▶ [Given text]:
================
QCC Meets: Transitions and Cost Trends Top Agenda

This week the Massachusetts Health Care Quality and Cost Council (QCC) convened its monthly meeting to discuss approving a plan to improve coordination in health care transitions and to hear summary and analysis from the Division of Health Care Finance and Policy (DHCFP) regarding its recently released Cost Trends Report.

The meeting began with the Council’s various committees reporting back about their individual meetings during the past month. One highlight of the reports was that the advisory committee plans to have a guest speaker this upcoming month about what national health reform means for Massachusetts. Our full report continues below – click on the “more.”

Next, Secretary Bigby went through the overall goals and priorities for the Council in the past and also going forward, in order to highlight the reasons for the Council’s work on transitions. Some of the goals she mentioned included reduction of overall health care costs, increasing patient safety, improving screening/management of chronic illnesses, and eliminating racial and ethnic disparities in health care. She also listed three overarching priorities: 1) creation of a goals scorecard to track the progress of each of the Council’s goals, 2) website expansion, and 3) organization of strategic implementation of the Roadmap to Cost Containment.

Next, the care transitions team explained the transitions plan. They explained that they had gone to 6 different organizations (including the Public Health Council) to get feedback on the plan and then incorporated the feedback into the plan. Most of the feedback had to do with small language alterations and none of the core principles were changed.

After the presentation, various council members asked questions. Dolores Mitchell asked whether there was any part of the plan designed to reduce defensive transfers in nursing homes. She recognized that many transfers happen because nursing home personnel are trying to insulate themselves from liability under the mentality of “it’s better to be safe than sorry.” However, these types of transfers create unnecessary costs and even open the door for unnecessary infections/complications from hospital admissions. Presenter, Alice Bonner, responded that the plan included what she called “interventions to reduce acute care transfers,” which seeks to reduce readmissions and attempts to train nursing home staff as to when it is appropriate to bring residents to hospitals. She noted that the anxiety felt by such staffers often comes from a lack of training they receive on the issue.
================
▶ [What you should do]: Condense the paragraph in the QCC meeting report that begins "Next, Secretary Bigby went through" into a short bulleted list that keeps its main facts.

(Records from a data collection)
================
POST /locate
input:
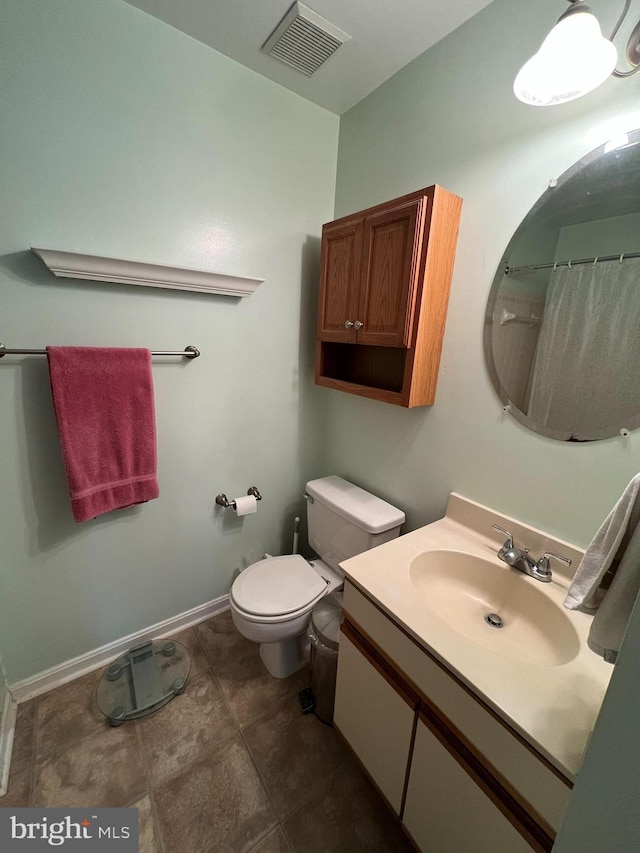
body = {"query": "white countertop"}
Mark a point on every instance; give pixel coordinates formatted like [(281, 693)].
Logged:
================
▶ [Response]:
- Secretary Bigby reviewed the Council's past and future goals and priorities to show why it is working on transitions.
- Goals mentioned:
  - reducing overall health care costs
  - increasing patient safety
  - improving screening and management of chronic illnesses
  - eliminating racial and ethnic disparities in health care
- Three overarching priorities:
  1. a goals scorecard to track progress on each goal
  2. website expansion
  3. organizing strategic implementation of the Roadmap to Cost Containment